> _Task statement_
Count the lines in the listing below that contain the string "stand", with case significant, and give only the number.

> _Source records_
○ ○ ○

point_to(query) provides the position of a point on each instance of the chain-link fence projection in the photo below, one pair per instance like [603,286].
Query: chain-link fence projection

○ ○ ○

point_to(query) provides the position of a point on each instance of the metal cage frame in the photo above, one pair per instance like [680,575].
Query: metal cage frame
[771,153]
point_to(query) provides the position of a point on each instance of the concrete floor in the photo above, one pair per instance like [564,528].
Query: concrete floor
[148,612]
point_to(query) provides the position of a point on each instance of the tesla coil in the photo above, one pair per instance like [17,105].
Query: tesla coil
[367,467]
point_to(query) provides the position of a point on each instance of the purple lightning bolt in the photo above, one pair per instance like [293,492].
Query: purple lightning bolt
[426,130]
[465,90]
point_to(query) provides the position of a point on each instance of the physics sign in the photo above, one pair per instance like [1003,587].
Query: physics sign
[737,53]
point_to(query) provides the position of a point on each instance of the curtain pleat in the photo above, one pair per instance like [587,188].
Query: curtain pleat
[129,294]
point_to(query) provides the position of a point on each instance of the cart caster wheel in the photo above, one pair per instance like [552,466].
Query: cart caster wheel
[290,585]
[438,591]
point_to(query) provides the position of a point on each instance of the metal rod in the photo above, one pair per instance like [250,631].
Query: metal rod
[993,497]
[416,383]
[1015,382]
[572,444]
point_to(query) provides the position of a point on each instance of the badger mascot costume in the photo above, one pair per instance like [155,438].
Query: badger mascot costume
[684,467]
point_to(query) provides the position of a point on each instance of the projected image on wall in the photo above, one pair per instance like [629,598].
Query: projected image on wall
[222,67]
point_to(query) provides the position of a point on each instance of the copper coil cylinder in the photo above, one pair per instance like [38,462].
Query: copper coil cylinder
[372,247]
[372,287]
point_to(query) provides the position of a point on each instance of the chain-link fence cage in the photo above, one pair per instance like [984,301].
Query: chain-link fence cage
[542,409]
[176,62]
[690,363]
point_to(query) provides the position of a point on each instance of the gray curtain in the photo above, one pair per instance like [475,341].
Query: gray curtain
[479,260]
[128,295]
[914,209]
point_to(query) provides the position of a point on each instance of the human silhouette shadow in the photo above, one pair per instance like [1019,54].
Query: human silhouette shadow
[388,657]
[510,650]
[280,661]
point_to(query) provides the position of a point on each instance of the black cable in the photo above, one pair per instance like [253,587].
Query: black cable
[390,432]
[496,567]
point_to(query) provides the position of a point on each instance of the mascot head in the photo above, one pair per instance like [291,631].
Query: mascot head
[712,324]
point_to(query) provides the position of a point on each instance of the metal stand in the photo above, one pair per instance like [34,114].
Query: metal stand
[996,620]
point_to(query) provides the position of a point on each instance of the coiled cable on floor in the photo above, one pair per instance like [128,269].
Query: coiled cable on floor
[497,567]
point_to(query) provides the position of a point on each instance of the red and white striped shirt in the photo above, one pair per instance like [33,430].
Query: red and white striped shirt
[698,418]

○ ○ ○

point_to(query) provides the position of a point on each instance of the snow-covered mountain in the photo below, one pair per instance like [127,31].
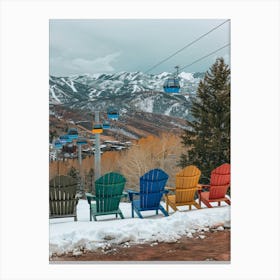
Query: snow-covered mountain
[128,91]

○ ○ ○

> _Result of this task_
2